Set down the whole listing verbatim.

—————

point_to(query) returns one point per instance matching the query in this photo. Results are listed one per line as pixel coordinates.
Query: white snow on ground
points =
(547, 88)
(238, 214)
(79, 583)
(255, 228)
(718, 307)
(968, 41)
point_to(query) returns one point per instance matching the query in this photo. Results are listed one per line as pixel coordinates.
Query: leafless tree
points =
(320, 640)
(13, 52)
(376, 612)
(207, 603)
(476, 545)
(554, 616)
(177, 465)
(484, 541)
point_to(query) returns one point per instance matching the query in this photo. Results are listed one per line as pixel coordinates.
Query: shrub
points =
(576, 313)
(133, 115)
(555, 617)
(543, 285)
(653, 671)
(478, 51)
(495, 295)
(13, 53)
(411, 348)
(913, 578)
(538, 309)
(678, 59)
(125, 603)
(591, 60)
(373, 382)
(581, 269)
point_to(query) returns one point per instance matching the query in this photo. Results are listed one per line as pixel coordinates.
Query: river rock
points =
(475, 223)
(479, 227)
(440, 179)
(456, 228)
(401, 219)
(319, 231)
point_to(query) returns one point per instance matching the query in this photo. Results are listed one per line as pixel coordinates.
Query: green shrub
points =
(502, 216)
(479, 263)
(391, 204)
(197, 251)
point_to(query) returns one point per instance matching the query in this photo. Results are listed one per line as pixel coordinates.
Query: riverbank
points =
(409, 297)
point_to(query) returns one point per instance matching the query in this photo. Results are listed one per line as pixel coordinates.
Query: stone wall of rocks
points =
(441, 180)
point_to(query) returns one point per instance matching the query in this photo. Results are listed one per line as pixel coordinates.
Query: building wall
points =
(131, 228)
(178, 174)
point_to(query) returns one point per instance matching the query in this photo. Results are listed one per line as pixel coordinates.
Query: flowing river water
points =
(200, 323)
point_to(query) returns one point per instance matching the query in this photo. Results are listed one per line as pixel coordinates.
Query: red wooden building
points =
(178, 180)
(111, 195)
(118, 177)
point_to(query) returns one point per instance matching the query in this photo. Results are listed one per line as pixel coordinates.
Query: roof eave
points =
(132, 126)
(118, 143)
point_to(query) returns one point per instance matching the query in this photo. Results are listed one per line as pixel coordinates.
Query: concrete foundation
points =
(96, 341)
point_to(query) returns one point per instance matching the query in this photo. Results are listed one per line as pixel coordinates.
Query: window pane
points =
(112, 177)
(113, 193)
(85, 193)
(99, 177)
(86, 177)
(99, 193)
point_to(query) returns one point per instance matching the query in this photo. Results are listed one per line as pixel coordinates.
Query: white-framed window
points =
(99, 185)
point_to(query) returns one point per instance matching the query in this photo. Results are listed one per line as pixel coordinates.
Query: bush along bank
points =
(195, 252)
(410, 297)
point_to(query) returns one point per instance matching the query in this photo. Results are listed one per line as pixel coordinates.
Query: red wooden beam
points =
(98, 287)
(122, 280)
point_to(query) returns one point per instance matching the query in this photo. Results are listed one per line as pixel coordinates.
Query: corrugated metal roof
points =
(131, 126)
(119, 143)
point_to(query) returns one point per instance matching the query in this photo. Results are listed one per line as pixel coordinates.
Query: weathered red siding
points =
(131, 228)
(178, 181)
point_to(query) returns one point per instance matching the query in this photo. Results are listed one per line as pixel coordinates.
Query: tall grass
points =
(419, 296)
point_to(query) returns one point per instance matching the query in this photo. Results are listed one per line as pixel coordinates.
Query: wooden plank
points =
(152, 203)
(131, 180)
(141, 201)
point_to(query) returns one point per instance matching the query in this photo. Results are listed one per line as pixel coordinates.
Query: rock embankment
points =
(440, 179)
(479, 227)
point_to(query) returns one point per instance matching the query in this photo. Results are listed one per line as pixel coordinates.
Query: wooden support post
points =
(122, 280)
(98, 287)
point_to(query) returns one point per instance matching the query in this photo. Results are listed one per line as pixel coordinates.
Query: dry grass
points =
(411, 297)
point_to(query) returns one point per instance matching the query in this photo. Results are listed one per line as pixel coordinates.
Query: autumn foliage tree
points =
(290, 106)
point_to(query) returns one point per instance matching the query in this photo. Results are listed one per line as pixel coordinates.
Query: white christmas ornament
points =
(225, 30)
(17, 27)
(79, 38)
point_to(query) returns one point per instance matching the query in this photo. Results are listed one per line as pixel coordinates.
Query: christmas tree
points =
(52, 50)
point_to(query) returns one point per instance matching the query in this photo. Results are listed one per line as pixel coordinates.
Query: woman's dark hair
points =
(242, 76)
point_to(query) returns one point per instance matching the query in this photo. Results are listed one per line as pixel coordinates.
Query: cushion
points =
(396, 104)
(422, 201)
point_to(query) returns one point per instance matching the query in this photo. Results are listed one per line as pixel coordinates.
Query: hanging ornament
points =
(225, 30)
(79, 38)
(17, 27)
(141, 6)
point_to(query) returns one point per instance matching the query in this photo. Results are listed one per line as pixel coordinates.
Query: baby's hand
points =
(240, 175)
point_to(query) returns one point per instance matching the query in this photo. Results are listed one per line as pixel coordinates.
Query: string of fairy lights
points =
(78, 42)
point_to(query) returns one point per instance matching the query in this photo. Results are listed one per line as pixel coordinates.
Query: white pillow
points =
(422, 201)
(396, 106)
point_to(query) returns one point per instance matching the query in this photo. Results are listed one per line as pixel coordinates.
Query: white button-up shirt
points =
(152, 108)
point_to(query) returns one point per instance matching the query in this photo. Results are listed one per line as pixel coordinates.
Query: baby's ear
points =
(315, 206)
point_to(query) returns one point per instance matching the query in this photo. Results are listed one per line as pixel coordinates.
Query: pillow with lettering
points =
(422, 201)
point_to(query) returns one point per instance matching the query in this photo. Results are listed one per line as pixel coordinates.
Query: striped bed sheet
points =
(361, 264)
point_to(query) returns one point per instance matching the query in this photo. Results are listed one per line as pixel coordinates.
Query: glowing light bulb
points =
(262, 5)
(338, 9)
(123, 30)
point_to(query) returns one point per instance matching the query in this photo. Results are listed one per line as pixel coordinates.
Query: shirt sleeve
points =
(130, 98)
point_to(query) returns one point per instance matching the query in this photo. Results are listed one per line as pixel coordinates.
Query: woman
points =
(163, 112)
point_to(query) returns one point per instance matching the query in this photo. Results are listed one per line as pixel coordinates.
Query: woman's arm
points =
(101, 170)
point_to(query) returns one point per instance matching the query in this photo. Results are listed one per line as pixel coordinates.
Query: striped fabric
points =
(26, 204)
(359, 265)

—————

> _CORRECT OUTPUT_:
point_to(query) returns one point per instance matching the query in this photo. Results are listed one per line as pixel coordinates.
Query: white snow on ground
points =
(547, 88)
(238, 214)
(79, 583)
(255, 228)
(718, 307)
(968, 41)
point_to(query) returns one point per instance matching the query in this photo. Results are listed one per line as pixel coordinates.
Query: leafless tree
points =
(320, 640)
(13, 52)
(376, 612)
(207, 603)
(476, 545)
(554, 616)
(177, 465)
(484, 541)
point_to(query) returns one point per instance matching the query in this photo. Results are listed one per line as pixel coordinates.
Query: shrub
points =
(576, 313)
(133, 115)
(555, 617)
(543, 285)
(653, 671)
(478, 51)
(495, 295)
(13, 53)
(411, 348)
(913, 578)
(538, 309)
(678, 59)
(125, 603)
(591, 60)
(373, 382)
(581, 269)
point_to(query) returns one point per instance matching the query in this photo. Results are listed one per line as pixel coordinates.
Query: river rock
points =
(475, 223)
(479, 227)
(440, 179)
(456, 228)
(401, 219)
(319, 231)
point_to(query) returns one point per instance matching the query in this photo. Results are listed one per line as pixel coordinates.
Query: green shrub
points =
(502, 216)
(479, 263)
(391, 204)
(197, 251)
point_to(query) returns one point per instance matching the query in this photo. Results are listed one per line as pixel coordinates.
Query: riverbank
points =
(409, 297)
point_to(query) returns one point per instance matching the query in this photo. Results are listed one per line as pixel coordinates.
Query: stone wall of rocks
points =
(441, 180)
point_to(query) returns one point per instance matching the query in this photo. Results are listed one per line as pixel coordinates.
Query: building wall
points =
(131, 228)
(178, 174)
point_to(query) returns one point per instance matching the query in this photo. Results are listed one per line as pixel coordinates.
Query: flowing river water
points =
(200, 323)
point_to(query) returns one point per instance matching the query in this photo. Results are listed one per line as pixel coordinates.
Query: red wooden building
points =
(178, 180)
(111, 195)
(118, 177)
point_to(query) returns one point per instance matching the query in this photo. Results are listed one per line as pixel coordinates.
Query: roof eave
points =
(132, 126)
(118, 143)
point_to(query) returns one point per instance matching the query in this photo. Results are listed one per line as pixel coordinates.
Query: concrete foundation
points =
(96, 341)
point_to(query) returns one point per instance matching the query in this photo. Results are listed one per line as pixel coordinates.
Query: window pane
points =
(112, 177)
(113, 193)
(85, 193)
(99, 177)
(86, 177)
(99, 193)
point_to(query) returns one point per instance matching the query in this photo. Results are listed one per line as pixel coordinates.
Query: white-framed window
points =
(99, 185)
point_to(query) returns one point per instance matching the query in this photo. Results are listed one per line as pixel coordinates.
Query: bush along bank
points =
(195, 252)
(410, 297)
point_to(query) returns one point per instance matching the query in this photo. Results are listed one per line as pixel coordinates.
Query: red wooden beam
points =
(98, 287)
(122, 280)
point_to(query) returns one point per instance matching the query in this photo. Results are listed one per line as pixel coordinates.
Query: corrugated metal roof
points =
(131, 126)
(119, 143)
point_to(query) returns one point per instance matching the query in this photo. Results are listed one per line as pixel coordinates.
Query: weathered red siding
points =
(131, 228)
(178, 181)
point_to(query) returns one point per instance matching the query in this photo. Results are listed one per line as pixel coordinates.
Query: tall grass
points =
(419, 296)
point_to(query) returns one point per instance matching the query in this photo. Results are listed one per line as pixel coordinates.
Query: wooden plank
points =
(152, 203)
(131, 180)
(141, 201)
point_to(query) returns one point per instance matching the query in this photo. Results are listed one per line as pixel coordinates.
Query: rock embankment
points =
(440, 179)
(479, 227)
point_to(query) returns one point per instance matching the query in this photo. Results are listed one per line as pixel coordinates.
Query: wooden support post
points =
(122, 280)
(98, 287)
point_to(query) returns one point per instance matching the query in this photo. Results are listed one per line as pixel coordinates.
Query: dry grass
points =
(411, 297)
point_to(query) returns one point per instance matching the query in this photo. Results are listed one per line as pixel coordinates.
Query: autumn foliage tree
points =
(290, 106)
point_to(query) returns one point per instance matching the query in this photo. Results are listed one per line as pixel coordinates.
Query: white christmas ornament
points =
(225, 30)
(17, 27)
(79, 38)
point_to(query) returns one point per instance matching the query in this photo. Results are listed one per line as pixel coordinates.
Query: christmas tree
points =
(52, 50)
point_to(query) returns one point per instance matching the query in this photo. Results are listed one per line as pixel coordinates.
Query: woman's dark hair
points =
(242, 76)
point_to(query) returns one point per instance matching the query in this photo. Results are listed one per line as pixel coordinates.
Query: cushion
points =
(396, 104)
(422, 201)
point_to(query) returns one point per instance matching the query in this photo. Results are listed one per line as pixel coordinates.
Query: hanging ornament
points =
(225, 30)
(79, 38)
(17, 27)
(141, 6)
point_to(query) returns one point per instance matching the query in this photo. Results are listed one per line as pixel coordinates.
Query: baby's hand
points =
(240, 175)
point_to(query) returns one point per instance matching the query in this photo. Results are listed one per line as pixel coordinates.
Query: string of fairy lights
points =
(78, 42)
point_to(query) returns one point per instance matching the query in this photo. Results are listed one per line as pixel coordinates.
Query: white pillow
points =
(422, 201)
(396, 106)
point_to(query) returns one point per instance matching the query in this photo. Results are listed one per line as pixel coordinates.
Query: white button-up shirt
points =
(152, 108)
point_to(query) returns one point per instance matching the query in this photo. Results are listed one per line as pixel coordinates.
Query: baby's ear
points =
(315, 206)
point_to(query) returns one point per instance matching the query in this photo. Results are listed one per line as pixel coordinates.
Query: pillow with lettering
points =
(422, 201)
point_to(query) returns one point per instance matching the query in this photo. Results are listed one per line as pixel coordinates.
Query: striped bed sheet
points =
(361, 264)
point_to(query) returns one point per instance matching the query in this photo. Results are listed one per line as pixel coordinates.
Query: glowing light bulb
points =
(262, 5)
(338, 9)
(123, 30)
point_to(query) returns one point per instance matching the query in this photo. Results are listed one per line as pixel coordinates.
Query: shirt sleeve
points =
(130, 98)
point_to(query) returns one point per instance matching the query in this photo. Results are listed one per line as pixel coordinates.
Query: woman
points =
(163, 112)
point_to(query) returns one point per instance matching the query in this photo. Results are listed one per line as pixel coordinates.
Query: woman's arm
points =
(101, 170)
point_to(query) returns one point per instance matching the query in this photo. Results are listed one per line as pixel coordinates.
Query: striped fabric
points =
(26, 204)
(359, 265)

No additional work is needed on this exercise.